> _THE PROBLEM_: Gather each line of the records where "target" appears.

> _SUPPLIED RECORDS_:
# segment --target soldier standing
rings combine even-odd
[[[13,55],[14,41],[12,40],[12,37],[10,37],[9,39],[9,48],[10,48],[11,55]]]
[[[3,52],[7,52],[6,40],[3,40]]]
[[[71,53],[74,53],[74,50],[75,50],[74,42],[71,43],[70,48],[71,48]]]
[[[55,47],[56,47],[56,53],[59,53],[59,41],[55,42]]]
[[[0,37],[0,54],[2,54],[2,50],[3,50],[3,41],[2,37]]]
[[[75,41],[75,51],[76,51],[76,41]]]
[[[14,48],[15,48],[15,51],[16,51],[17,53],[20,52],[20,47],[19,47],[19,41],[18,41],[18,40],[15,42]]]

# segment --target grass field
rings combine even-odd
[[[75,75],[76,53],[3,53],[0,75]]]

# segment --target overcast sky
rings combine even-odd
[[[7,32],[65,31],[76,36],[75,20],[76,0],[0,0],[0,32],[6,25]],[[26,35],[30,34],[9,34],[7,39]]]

--

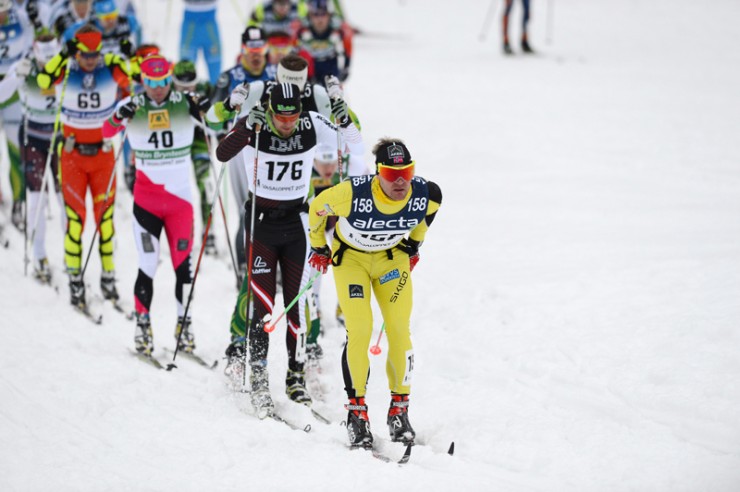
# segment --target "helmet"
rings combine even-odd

> _RESPONSE TO THE EXERCISE_:
# segment --target soldier standing
# segment --target grass field
# segment --target overcast sky
# segment --target "helmet"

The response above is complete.